Return the entries in their entirety, precisely as given.

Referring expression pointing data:
☆ ☆ ☆ ☆ ☆

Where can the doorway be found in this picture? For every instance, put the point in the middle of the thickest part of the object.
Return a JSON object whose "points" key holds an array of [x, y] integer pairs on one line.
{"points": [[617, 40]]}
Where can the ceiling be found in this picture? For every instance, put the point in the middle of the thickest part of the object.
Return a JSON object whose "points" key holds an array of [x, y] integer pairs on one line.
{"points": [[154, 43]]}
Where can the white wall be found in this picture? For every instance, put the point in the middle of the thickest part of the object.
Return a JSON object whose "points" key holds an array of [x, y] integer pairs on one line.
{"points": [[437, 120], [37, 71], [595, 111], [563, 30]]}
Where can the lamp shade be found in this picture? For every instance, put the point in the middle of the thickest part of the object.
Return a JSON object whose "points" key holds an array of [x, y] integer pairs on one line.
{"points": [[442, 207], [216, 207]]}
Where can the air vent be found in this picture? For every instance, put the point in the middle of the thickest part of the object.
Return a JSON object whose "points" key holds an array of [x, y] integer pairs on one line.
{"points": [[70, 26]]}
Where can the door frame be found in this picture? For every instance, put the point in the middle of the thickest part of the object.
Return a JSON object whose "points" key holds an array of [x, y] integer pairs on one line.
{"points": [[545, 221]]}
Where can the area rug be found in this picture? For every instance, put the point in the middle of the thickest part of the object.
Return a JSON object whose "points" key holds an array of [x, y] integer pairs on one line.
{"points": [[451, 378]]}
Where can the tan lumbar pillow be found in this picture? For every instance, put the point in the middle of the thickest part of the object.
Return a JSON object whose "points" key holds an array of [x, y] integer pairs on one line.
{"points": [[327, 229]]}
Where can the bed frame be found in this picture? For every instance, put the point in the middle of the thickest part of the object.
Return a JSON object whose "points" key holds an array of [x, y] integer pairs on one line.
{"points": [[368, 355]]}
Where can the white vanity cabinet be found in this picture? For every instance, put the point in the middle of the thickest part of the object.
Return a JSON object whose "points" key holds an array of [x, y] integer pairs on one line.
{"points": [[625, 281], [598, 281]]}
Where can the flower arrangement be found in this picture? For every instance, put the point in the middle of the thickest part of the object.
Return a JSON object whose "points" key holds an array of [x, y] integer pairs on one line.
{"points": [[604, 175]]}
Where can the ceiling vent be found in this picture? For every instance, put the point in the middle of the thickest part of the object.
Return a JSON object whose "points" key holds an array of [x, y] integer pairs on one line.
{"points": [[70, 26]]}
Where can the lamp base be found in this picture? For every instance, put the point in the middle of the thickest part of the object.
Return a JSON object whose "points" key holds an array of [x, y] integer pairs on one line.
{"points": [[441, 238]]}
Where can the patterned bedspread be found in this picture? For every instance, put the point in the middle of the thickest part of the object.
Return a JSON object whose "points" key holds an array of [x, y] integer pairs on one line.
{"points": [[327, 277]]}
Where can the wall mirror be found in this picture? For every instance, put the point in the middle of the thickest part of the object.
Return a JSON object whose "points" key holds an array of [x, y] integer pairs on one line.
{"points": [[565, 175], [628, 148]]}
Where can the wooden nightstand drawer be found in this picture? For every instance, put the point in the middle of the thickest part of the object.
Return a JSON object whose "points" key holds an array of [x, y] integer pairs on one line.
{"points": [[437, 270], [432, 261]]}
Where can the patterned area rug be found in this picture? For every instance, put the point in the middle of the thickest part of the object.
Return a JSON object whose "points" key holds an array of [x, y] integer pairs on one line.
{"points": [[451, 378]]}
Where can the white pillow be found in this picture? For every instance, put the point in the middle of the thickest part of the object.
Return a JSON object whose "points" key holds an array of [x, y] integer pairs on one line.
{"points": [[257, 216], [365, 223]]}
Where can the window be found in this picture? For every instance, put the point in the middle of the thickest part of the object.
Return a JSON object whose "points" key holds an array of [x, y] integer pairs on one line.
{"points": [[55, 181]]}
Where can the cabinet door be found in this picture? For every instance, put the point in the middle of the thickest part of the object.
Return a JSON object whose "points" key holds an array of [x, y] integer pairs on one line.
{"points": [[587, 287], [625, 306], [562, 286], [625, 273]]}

☆ ☆ ☆ ☆ ☆

(RESULT):
Where can the doorway be found in this picture? For every instance, put the point in the middle of the thickest part of the object.
Return a JSON object whose "points" key holds an array of [x, y] integer pairs on one line.
{"points": [[617, 40]]}
Where can the ceiling be found in this picture? For every instance, put the point in the middle of the thickest part of the object.
Return a JSON object whose "points" key holds an array of [x, y] integer pairs on one line.
{"points": [[154, 43]]}
Where can the white wall be found in this picture? For every instance, put the point in the middle of the thickest part of the object.
Return a JSON object whose "points" key holds an array of [x, y] integer pairs on one line.
{"points": [[437, 120], [37, 71], [595, 111], [563, 30]]}
Where can the lamp shade be found in this picture? For every instance, put the point in the middle of the thickest part of the object.
Return a JSON object whose "points" key holds an array of [x, y] integer pairs on one line.
{"points": [[442, 207], [216, 207]]}
Where can the air vent be found in this picture? For every instance, put the point in the middle of the thickest part of the object.
Return a JSON object whose "points" key holds an array of [x, y] integer pairs on one line.
{"points": [[70, 26]]}
Where can the door frame be found in this picture? For every instance, put the point in the middle of the thickest part of the object.
Return a JSON object whose "points" key holds an array of [x, y] integer pairs on one line.
{"points": [[545, 221]]}
Where can the area rug be found in this picture? For every instance, put the point in the middle of the thickest part of the object.
Return a JSON object whose "points" key holds an array of [x, y] integer pairs on one line.
{"points": [[451, 378]]}
Where can the tan lumbar pillow be found in this picture? For every instance, put the point in the middle of the thickest part of the object.
Return a JSON object whose "points" key holds an array of [x, y] integer pairs on one line.
{"points": [[327, 229]]}
Where can the bed frame be found in this picture? For every instance, put the point in the middle of the thickest part of the object.
Return a JSON object whose "points" key holds an array of [x, y] integer pairs on one line.
{"points": [[368, 355]]}
Where can the white vanity cabinet be found in this picture? For every instance, put the point in the middle of the thickest part of the object.
Return a JSON object whose "points" key holds an array of [x, y] integer pairs on one line.
{"points": [[625, 281], [598, 281]]}
Where can the flower arrangement be found in this picture? For every instance, put the point in the middle of the thickest part of the object.
Return a JSON object whose "points" key holds an array of [x, y] integer pairs on one line.
{"points": [[604, 175]]}
Where can the ceiling vent be found in this picture? For every instance, put the point in the middle of the thickest part of the object.
Return a JSON object whose "points" key holds an array of [x, y] integer pairs on one line.
{"points": [[70, 26]]}
Where can the lamp base be found in this picture? For every instance, put the point in the middle of the thickest part of the object.
Return a JSON object whose "points" key holds an array of [x, y] integer pairs on one line.
{"points": [[441, 238]]}
Where can the patterned bedspread be found in this picture? For every instance, put the point in the middle of the thickest part of the object.
Return a JSON object whose "points" key holds an array of [x, y] integer pairs on one line.
{"points": [[327, 277]]}
Where can the wall mirror be found in this picture? For every instance, put the point in the middle of the thickest part of the object.
Return a JSON object whose "points" key holds an array of [x, y] integer pairs on one line.
{"points": [[565, 175], [628, 148]]}
Where can the wooden nightstand drawer be found in this picture? For every instance, put the point in the middle of the thickest part of the object.
Return a JSON object whose "points" key holds an array of [x, y] integer pairs on one line.
{"points": [[437, 270], [432, 261]]}
Where can the patterned area rug be found in this picture? For every instance, put the point in the middle of the thickest part of the object.
Return a JSON object whose "points" key holds an array of [x, y] integer pairs on one line.
{"points": [[451, 378]]}
Where can the white pillow be found in this picture? For every instance, put the point in the middle of the thickest part of the object.
Return a JSON object whose "points" key holds an array of [x, y] integer pairs on one line.
{"points": [[257, 216], [365, 223]]}
Where can the window be found in this picture? For every instance, put the point in the middle of the thickest part of the object.
Return a JSON object whose "points" key holds an array of [x, y] integer pairs on one line.
{"points": [[55, 181]]}
Where can the cabinet door be found in this picture? For every instance, put the point in the middle of the thickest part of the object.
Return a JSON object whose "points" key holds an array of [x, y] integer pairs on one line.
{"points": [[587, 287], [625, 306], [562, 286], [625, 273]]}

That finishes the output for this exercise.